Übungsaufgaben
• 1. Nennen Sie alle Darbietungen, die die jüngsten Familienmitglieder laut der Filmbesprechung für den Großvater vorbereitet haben.
• 2. Durch welche Nachricht wird Martins Aufführung in der Filmbesprechung unterbrochen?
• 3. Schreiben Sie die Filmbesprechung ab ihrem letzten Satz weiter.

Textauszug
Inhalt: Das
Oberhaupt der Industriellenfamilie Von Essenbeck (Albrecht Schönhals) feiert
seinen Geburtstag, zu dem seine Verwandten alle zusammenkommen. Bevor sie sich
am Esstisch versammeln, haben die jüngsten Familienmitglieder etwas für den
Großvater vorbereitet, dass sie im hauseigenen Theatersaal vorführen wollen.
Die beiden kleinen Töchter seines Neffen Herbert Thallmann (Umberto Orsini) und
dessen Frau Elisabeth (Charlotte Rampling) tragen ein Gedicht vor, sein
Enkelsohn Günther (Renaud Verley) spielt Cello, was dessen Vater Konstantin
(Reinhard Koldehoff) nur wenig erfreut, und sein zweiter Enkelsohn Martin
(Helmut Berger), einziges Kind von Sophie von Essenbeck (Ingrid Thulin),
beginnt mit einer Travestie-Gesangsnummer.
Inzwischen
war auch sein Betriebsleiter Frederick Bruckmann (Dirk Bogarde) in Begleitung
des zivil gekleideten SS-Mannes Aschenbach (Helmut Griem) eingetroffen, weshalb
er Zeuge wird, wie Martins Aufführung jäh unterbrochen wird, als die Nachricht
vom Reichstagsbrand hereinplatzt. Sofort werden durch Konstantin Vorwürfe gegen
die Kommunisten laut, denen Herbert vehement widerspricht, der den
Nationalsozialisten zutraut, die Angelegenheit für eigene Zwecke inszeniert zu
haben. Die Stimmung nach dem Essen ist verdorben und Jeder zieht sich zurück,
auch Bruckmann, der eine Liebesbeziehung mit Sophie hat. Nur Martin spielt mit
den kleinen Töchtern seines Onkels Verstecken und zieht sich mit der Älteren
von ihnen unter einem Tisch zurück. Plötzlich hört man das Mädchen gellend
schreien, gleichzeitig findet man im Schlafzimmer den Großvater, der erschossen
in seinem Bett liegt. Aschenbach beschuldigt Herbert als Täter und wie bestellt
steht die SS schon vor der Industriellenvilla…
Die
Götterdämmerung
Obwohl nur
in einer Szene, im betrunkenen Zustand von Konstantin von Essenbeck (Reinhard
Koldehoff) auf der Feier der SA gesungen, Wagners Musik erklingt – der
„Liebestod“ aus Tristan und Isolde - hat
Luchino Visconti seinen Film "La caduta degli dei" nach dem 4.Tag
(3.Aufzug) des "Ring des Nibelungen" benannt. Dafür lassen sich
vielfältige Gründe nennen - Adolf Hitlers Begeisterung für Wagners Musik und
damit deren Bedeutung für die Nationalsozialisten, die Parallelen in der
Schilderung einer Führungselite, die sich durch Machtgier selbst zerstört, und
Viscontis grundsätzliche Affinität zur Oper, die seine Film-Inszenierungen
prägte. Schon die flammenden Aufnahmen aus dem Stahlwerk zum Beginn und am Ende
des Films, von orchestralem Furor begleitet, erinnern an die Unterwelt, in der
Alberich den Unheil bringenden Ring schmiedete.

[Datensätze]

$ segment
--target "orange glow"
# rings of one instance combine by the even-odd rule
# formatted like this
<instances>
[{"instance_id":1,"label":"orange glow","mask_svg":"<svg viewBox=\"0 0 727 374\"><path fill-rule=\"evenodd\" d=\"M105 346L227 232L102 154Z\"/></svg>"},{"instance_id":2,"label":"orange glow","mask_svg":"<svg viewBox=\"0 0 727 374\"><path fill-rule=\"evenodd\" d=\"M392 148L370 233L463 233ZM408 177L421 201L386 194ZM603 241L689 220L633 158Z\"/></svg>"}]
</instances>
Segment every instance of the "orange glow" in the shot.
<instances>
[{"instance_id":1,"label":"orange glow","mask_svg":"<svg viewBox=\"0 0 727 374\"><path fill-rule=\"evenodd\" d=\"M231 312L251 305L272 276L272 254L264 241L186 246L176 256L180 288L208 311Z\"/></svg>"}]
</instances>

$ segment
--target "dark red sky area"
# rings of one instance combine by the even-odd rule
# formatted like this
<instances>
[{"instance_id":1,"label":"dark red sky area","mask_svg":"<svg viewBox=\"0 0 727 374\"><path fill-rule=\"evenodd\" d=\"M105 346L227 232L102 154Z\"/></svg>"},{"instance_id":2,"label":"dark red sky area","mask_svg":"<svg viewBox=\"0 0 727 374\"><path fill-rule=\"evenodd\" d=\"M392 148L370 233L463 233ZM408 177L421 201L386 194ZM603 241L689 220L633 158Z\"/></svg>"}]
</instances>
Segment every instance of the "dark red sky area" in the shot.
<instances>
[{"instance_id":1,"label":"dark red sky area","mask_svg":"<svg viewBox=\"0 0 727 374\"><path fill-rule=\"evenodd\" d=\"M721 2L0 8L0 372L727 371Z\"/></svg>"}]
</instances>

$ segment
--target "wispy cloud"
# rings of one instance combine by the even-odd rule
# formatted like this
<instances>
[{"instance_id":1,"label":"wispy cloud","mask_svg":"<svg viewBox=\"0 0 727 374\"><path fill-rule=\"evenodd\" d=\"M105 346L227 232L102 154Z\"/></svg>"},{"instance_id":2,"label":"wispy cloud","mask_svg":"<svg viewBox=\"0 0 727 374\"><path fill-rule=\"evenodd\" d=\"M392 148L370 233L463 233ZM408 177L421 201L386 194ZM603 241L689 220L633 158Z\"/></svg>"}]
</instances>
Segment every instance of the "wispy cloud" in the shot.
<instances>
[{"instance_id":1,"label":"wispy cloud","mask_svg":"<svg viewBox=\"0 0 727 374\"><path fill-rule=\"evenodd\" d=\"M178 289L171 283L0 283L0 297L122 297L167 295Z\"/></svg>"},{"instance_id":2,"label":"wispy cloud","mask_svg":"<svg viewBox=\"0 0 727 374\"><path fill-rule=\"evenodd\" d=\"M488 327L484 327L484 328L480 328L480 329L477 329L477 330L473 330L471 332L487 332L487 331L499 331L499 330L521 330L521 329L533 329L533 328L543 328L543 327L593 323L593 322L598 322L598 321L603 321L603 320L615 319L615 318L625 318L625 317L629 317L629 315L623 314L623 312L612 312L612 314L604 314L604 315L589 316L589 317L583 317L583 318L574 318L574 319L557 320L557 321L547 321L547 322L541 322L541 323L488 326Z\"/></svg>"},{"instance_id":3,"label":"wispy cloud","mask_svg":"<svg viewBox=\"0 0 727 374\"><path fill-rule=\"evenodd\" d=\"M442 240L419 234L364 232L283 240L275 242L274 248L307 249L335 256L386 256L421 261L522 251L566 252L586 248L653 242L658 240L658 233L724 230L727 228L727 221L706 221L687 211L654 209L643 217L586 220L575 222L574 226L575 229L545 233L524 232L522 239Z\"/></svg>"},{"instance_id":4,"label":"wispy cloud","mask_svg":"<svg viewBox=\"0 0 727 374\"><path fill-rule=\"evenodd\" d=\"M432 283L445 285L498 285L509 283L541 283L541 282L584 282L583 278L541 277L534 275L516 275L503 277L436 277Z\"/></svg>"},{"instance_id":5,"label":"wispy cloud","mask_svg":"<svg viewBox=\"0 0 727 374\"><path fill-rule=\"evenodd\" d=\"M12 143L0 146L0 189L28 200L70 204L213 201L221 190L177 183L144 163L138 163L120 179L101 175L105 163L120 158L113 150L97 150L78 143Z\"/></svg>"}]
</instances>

Lösungen
• 1. Die beiden kleinen Töchter von Herbert Thallmann und Elisabeth tragen ein Gedicht vor. Günther spielt Cello. Martin beginnt mit einer Travestie-Gesangsnummer.

• 2. Durch die Nachricht vom Reichstagsbrand.

• 3.
Schwer
nachvollziehbar ist dagegen, warum der auch mit deutschen Produktionsgeldern
hergestellte Film hierzulande den Titel "Die Verdammten" erhielt,
außer man wollte eine zu große Nähe zu Wagners Oper vermeiden. So stimmig diese
Bezeichnung im ersten Moment klingen mag, angesichts der Geschichte über eine
Industriellen - Familie, die mit den Nationalsozialisten paktiert, so wenig ist
sie im Hinblick auf Viscontis Intention korrekt. Eine Verdammnis setzte voraus,
dass die Mitglieder der Familie von Essenbeck wegen nicht mehr beeinflussbarer
äußerer Faktoren zu ihrem Handeln gezwungen gewesen wären. Viscontis
"Götterdämmerung" impliziert aber das Gegenteil, denn hier agieren
Menschen, die sich selbst für die maßgebende Instanz halten und Verantwortung
für ihr Handeln tragen müssen. Der nationalsozialistischen Ideologie alleine
die zerstörerische Kraft zuzuschreiben, hieße dagegen, diese von ihren
Vertretern zu trennen. Denn um sie geht es generell in "la caduta degli
dei", nicht allein um die Familiengeschichte der Von Essenbecks.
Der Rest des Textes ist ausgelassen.